> **WRITTEN PROBLEM**: Copy out the stretch of lines from the one containing "task: segment the ocean water" through the one containing "658), (54, 617)]]", swapping "ocean" for "sea" and keeping all else the same. Give only those lines.

> **DATA SECTION**:
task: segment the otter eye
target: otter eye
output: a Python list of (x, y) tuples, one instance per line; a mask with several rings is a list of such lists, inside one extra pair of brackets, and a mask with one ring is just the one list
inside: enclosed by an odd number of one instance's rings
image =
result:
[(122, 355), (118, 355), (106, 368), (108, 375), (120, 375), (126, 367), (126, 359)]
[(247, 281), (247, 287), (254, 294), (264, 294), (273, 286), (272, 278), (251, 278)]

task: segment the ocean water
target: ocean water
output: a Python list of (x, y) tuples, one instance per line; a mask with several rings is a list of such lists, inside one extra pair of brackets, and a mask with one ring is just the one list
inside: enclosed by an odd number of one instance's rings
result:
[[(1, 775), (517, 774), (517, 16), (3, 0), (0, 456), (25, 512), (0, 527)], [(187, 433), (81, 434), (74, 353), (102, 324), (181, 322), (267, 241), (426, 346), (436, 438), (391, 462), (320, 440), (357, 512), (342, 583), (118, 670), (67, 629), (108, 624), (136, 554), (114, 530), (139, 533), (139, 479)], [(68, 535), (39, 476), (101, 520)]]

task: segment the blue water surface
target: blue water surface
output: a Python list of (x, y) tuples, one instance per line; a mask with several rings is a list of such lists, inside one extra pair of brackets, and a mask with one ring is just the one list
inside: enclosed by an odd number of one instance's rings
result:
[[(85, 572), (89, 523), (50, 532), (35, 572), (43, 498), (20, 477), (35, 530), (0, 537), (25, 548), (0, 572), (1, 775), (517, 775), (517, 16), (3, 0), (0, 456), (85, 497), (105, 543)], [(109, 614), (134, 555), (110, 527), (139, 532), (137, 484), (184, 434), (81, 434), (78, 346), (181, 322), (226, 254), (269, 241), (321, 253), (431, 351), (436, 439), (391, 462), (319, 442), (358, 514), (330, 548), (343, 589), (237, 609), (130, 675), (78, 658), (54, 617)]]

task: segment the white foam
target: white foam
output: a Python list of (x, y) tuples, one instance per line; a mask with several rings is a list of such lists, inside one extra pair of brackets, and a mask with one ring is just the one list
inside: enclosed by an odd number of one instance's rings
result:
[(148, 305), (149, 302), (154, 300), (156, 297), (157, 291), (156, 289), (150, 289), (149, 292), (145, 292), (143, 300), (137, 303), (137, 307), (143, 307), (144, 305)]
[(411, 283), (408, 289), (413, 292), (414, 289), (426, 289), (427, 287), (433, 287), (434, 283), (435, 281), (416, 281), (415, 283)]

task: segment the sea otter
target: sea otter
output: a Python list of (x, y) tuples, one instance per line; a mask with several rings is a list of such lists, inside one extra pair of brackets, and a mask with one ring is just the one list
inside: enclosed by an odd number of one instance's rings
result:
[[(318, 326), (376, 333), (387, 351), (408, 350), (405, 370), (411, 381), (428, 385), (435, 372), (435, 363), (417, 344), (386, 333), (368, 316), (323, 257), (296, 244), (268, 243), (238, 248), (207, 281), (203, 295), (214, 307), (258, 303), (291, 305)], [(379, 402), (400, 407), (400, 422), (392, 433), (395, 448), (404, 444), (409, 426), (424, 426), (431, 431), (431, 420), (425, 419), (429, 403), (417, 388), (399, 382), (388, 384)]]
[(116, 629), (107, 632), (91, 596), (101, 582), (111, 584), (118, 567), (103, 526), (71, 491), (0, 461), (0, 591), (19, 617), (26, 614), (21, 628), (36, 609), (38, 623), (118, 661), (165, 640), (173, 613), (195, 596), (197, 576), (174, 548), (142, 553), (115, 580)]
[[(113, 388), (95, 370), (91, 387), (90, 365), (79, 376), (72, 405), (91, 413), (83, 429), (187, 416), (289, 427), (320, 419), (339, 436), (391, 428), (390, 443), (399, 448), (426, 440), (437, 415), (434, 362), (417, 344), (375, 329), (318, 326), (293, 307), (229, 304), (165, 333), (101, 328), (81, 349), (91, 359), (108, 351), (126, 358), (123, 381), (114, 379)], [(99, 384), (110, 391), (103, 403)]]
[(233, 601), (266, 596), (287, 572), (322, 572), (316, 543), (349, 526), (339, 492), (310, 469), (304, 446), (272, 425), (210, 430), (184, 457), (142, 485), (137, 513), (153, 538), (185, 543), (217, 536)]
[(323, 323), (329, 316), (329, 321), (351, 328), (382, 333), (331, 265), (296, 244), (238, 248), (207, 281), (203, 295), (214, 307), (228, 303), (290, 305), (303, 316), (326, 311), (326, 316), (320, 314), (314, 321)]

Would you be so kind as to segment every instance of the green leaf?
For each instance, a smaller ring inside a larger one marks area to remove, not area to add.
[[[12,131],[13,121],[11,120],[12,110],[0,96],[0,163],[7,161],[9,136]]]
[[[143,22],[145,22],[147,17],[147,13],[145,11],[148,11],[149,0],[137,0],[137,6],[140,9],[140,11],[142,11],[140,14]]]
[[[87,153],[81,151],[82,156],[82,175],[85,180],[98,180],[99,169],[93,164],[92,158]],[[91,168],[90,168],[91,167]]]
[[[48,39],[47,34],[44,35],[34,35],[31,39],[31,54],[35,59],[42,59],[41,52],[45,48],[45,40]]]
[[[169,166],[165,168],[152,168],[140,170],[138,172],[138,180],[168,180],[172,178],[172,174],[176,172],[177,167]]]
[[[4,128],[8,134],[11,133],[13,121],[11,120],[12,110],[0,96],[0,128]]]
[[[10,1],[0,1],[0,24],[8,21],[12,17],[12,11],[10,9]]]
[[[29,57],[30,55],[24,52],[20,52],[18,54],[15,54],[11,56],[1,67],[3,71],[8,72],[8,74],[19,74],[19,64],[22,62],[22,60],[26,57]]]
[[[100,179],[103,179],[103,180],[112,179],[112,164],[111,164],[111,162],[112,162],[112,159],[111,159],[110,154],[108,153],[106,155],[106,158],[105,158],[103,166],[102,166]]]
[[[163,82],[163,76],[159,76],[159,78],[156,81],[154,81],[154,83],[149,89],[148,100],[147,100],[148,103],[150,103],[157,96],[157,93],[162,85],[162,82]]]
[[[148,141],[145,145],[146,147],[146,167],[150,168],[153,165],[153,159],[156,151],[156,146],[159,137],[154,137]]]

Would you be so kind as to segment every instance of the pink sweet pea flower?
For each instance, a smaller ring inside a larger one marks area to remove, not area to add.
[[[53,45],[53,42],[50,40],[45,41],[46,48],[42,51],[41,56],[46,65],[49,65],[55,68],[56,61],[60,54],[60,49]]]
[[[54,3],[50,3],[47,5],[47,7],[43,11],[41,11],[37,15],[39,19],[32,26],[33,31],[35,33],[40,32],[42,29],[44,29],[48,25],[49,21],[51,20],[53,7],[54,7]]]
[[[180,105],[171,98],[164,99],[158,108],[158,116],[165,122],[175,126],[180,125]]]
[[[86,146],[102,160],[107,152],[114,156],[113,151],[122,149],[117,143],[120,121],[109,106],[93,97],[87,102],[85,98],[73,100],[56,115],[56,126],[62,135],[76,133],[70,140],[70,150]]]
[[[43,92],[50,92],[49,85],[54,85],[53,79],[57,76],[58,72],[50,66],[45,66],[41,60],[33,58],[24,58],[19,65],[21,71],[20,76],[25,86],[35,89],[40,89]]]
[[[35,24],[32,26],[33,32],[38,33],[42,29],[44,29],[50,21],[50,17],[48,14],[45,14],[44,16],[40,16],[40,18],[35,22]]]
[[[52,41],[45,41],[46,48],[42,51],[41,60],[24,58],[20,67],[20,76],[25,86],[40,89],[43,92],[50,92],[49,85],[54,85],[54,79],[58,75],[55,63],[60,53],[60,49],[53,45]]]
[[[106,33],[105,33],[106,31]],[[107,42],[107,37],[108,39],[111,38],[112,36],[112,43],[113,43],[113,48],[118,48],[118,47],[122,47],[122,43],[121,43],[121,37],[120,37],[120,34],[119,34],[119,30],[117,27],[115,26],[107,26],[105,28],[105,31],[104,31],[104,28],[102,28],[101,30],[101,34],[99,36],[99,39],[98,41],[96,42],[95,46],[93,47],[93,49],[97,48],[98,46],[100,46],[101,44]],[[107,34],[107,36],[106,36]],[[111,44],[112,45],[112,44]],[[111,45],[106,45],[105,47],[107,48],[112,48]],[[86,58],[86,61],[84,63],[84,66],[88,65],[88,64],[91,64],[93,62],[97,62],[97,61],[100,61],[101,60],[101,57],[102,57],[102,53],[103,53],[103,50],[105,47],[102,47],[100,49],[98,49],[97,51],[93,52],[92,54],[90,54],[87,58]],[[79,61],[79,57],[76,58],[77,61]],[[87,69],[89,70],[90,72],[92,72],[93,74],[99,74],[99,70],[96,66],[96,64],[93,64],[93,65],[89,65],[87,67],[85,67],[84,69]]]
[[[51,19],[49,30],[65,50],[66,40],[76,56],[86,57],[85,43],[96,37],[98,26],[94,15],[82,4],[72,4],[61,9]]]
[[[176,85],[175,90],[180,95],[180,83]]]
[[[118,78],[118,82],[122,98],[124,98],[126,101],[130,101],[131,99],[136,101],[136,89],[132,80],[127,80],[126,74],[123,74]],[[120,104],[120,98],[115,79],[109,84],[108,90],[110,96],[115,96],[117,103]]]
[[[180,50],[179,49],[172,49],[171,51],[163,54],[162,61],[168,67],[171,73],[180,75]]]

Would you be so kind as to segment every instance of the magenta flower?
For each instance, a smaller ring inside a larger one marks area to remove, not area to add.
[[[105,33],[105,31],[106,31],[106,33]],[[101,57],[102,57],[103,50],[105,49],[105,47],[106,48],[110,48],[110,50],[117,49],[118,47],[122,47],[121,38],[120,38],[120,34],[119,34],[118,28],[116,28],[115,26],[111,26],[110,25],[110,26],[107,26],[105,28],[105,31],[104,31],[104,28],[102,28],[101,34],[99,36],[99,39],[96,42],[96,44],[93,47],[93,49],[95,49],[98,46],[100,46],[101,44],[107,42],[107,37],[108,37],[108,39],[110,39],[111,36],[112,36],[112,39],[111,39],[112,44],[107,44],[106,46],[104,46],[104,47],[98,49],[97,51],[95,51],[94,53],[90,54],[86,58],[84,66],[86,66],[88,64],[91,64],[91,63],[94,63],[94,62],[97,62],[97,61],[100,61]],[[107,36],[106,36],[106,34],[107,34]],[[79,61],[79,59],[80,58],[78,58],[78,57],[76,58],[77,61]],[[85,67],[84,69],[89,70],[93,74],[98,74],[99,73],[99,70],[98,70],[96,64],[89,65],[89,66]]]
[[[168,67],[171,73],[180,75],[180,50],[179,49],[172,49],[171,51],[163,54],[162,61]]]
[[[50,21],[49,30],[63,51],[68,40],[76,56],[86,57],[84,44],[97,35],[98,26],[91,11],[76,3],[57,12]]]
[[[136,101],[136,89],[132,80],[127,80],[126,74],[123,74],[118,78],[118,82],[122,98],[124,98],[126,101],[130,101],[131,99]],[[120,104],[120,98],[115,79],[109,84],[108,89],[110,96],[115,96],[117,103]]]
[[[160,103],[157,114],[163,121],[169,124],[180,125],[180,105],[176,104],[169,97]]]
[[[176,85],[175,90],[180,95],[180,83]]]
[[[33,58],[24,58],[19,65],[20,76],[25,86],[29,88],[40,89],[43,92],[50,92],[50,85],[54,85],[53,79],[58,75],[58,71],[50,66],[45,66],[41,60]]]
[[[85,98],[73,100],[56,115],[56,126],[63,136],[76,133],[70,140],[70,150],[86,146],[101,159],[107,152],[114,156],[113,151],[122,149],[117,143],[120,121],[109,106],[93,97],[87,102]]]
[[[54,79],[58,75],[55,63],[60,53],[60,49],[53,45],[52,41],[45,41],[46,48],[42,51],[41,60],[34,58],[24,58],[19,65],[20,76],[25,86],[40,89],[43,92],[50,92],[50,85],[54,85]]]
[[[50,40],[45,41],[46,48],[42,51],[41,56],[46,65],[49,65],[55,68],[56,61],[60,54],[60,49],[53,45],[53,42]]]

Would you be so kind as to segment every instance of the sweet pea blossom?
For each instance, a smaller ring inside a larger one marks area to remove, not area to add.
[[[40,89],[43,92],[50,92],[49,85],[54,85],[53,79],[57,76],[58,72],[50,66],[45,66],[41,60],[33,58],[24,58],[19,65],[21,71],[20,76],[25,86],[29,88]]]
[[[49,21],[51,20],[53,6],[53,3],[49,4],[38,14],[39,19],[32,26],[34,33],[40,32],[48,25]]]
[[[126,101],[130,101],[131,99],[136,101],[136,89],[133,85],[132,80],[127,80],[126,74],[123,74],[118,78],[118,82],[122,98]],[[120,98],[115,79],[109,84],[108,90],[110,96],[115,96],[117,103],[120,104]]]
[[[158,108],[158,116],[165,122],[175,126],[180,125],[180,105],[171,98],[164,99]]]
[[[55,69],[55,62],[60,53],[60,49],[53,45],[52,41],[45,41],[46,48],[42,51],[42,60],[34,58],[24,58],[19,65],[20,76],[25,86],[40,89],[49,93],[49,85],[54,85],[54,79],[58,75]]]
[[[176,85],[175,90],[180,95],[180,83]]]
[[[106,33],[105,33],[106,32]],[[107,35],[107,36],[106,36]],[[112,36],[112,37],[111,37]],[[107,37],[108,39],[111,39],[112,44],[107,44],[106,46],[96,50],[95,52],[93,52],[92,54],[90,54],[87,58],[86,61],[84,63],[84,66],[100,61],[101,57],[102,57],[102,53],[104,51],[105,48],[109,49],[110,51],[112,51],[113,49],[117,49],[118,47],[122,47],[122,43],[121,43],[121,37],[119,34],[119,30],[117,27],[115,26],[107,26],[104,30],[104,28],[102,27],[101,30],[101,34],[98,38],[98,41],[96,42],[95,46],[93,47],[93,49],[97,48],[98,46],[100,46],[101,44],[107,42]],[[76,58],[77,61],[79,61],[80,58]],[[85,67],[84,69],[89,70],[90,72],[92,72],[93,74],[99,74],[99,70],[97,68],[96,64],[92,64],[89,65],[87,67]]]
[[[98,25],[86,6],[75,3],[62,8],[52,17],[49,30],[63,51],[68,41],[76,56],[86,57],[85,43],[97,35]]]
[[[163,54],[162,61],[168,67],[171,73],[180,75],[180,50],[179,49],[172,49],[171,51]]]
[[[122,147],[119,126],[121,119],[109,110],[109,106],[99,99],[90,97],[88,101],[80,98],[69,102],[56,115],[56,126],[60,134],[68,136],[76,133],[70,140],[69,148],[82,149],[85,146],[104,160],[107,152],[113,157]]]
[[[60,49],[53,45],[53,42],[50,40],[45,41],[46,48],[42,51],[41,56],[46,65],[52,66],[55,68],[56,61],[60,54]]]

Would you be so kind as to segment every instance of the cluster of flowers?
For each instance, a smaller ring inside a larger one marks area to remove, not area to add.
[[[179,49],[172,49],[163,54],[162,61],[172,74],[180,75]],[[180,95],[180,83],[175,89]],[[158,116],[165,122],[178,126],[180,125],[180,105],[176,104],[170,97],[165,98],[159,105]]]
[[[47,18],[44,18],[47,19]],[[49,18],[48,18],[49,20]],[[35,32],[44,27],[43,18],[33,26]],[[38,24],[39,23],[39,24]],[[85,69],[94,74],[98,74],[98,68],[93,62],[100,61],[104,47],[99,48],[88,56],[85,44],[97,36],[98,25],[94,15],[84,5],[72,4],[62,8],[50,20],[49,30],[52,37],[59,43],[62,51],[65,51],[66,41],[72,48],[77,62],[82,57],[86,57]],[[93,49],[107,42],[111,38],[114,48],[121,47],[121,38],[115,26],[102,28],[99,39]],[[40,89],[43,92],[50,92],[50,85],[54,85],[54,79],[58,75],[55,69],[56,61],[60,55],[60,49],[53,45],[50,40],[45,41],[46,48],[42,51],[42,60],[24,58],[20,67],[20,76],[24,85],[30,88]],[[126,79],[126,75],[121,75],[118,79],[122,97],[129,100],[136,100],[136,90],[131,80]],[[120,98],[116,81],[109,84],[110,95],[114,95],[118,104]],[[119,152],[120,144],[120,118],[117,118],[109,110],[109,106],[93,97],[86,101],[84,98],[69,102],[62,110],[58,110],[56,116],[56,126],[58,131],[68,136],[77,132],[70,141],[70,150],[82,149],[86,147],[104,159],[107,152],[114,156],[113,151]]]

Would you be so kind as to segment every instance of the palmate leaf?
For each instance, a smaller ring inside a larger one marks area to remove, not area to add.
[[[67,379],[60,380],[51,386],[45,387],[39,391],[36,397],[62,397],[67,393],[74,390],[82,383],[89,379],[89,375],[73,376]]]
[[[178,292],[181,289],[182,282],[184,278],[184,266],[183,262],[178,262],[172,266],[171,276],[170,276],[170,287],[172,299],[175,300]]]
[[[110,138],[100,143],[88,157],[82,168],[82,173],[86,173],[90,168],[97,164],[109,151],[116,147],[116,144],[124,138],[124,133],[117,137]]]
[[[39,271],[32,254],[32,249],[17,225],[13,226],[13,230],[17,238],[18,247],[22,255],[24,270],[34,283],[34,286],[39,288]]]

> **RESULT FOR THIS TASK**:
task: segment the sea water
target: sea water
output: a Python list of (x, y) tuples, one instance per line; a mask with several rings is a list of such lists, inside one extra pair of brackets, and a mask with one ring is just the one list
inside: enclosed by an odd number of one instance's rings
result:
[[(1, 775), (517, 774), (517, 16), (3, 0), (0, 456), (25, 512), (0, 527)], [(187, 433), (81, 434), (74, 353), (102, 324), (181, 322), (267, 241), (426, 346), (436, 438), (391, 462), (320, 440), (357, 512), (342, 583), (118, 670), (67, 629), (108, 624), (136, 554), (114, 530), (139, 533), (139, 479)], [(68, 535), (39, 476), (101, 520)]]

task: segment the blue water surface
target: blue water surface
output: a Python list of (x, y) tuples, one instance per line; a mask with several rings is a list of such lists, inside one extra pair of brackets, and a mask with one ring is just the one list
inside: enclosed by an odd number of one instance's rings
result:
[[(85, 572), (89, 523), (50, 532), (35, 572), (43, 498), (20, 477), (35, 530), (0, 537), (25, 548), (0, 572), (1, 775), (517, 775), (517, 16), (3, 0), (0, 456), (85, 497), (105, 543)], [(109, 614), (134, 555), (110, 527), (139, 532), (137, 484), (184, 434), (81, 434), (78, 346), (181, 322), (226, 254), (269, 241), (321, 253), (431, 351), (436, 439), (391, 462), (319, 442), (358, 514), (330, 548), (343, 589), (237, 609), (130, 675), (78, 658), (54, 617)]]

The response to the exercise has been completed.